▶ _Textauszug_:
____________

Chris Williams: Einfach zauberhaft

Erst war er Restaurantfachmann, wechselte dann in die IT-Abteilung eines großen Unternehmens. Jetzt verdient Chris Williams sein Geld mit Zauberei. Eine Nahaufnahme.

Chris Williams

Text: Marie Welling, Foto: Melanie Zanin
Sein Lieblingszaubertrick heißt „Out of this world“ – zu Deutsch „Nicht von dieser Welt“. Für den Trick lässt der Besitzer der Düsseldorfer Zauberwelten Chris Williams seinen Gast die Farbe von Spielkarten raten und legt sie auf zwei Stapeln ab. Zwischendurch mischt er die Karten wieder und wieder – trotzdem liegen am Ende auf dem einen Stapel nur rote Karten und auf dem anderen nur schwarze. Wie er das gemacht hat, verrät der 53-Jährige natürlich nicht. Nur in den Kursen der Zauberschule kommen seine Schülerinnen und Schüler in den Genuss, solche Tricks von ihm zu lernen. Schon lange hat Williams Freude an der Zauberei: „Auf unserer Hochzeitsreise haben meine Frau und ich in Las Vegas eine Show von Siegfried und Roy gesehen. Das war fantastisch!“, erzählt er. „In Amerika hat das Zaubern außerdem einen ganz anderen Stellenwert und Charakter als bei uns“. Trotz solcher Begeisterung war das Zaubern lange nicht mehr als ein Hobby für Williams. Der gebürtige Franke hat Restaurantfachmann gelernt und als Kellner in einem Gourmetrestaurant gearbeitet. In einem Schweizer Hotel lernte er später seine Frau kennen. Gemeinsam zogen sie in die Heimatstadt der gebürtigen Rheinländerin – nach Düsseldorf. Williams schulte um, wurde Datenverarbeitungskaufmann bei einer Versicherung und blieb 20 Jahre glücklich in seinem Job. Bis zum Jahr 2015: Damals schaute sich seine Tochter regelmäßig Videos über Kartentricks an. Williams‘ Begeisterung war geweckt: Zusammen besuchten Vater und Tochter einen Zauberkurs. Für seine Tochter war es der erste und letzte – für Williams selbst erst der Anfang. „Innerhalb kürzester Zeit habe ich alle Zauberkurse besucht, die es hier in Düsseldorf gab“, sagt er. Nach einem Jahr machte er die Aufnahmeprüfung für den Magischen Zirkel, einer Vereinigung deutscher Zauberkünstlerinnen und -künstler.

____________

▶ _Angezeigte Daten_:

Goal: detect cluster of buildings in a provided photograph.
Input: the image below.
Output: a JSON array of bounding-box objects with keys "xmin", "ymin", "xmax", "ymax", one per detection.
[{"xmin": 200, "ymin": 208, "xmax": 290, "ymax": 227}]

____________

▶ _Aufgabe 1_:
Wodurch wurde laut dem Porträt über Chris Williams im Jahr 2015 seine Begeisterung für das Zaubern geweckt? Antworte in ein bis drei Sätzen.
▶ _Aufgabe 2_:
Gib aus dem Porträt über Chris Williams den Abschnitt von „Erst war er“ bis einschließlich „Zauberei. Eine Nahaufnahme.“ wortgetreu aus.
Die Daten stammen aus einer anderen Quelle.

▶ _Antwort 1_:
Seine Tochter schaute sich damals regelmäßig Videos über Kartentricks an. Daraufhin besuchten Vater und Tochter gemeinsam einen Zauberkurs.

▶ _Antwort 2_:
Erst war er Restaurantfachmann, wechselte dann in die IT-Abteilung eines großen Unternehmens. Jetzt verdient Chris Williams sein Geld mit Zauberei. Eine Nahaufnahme.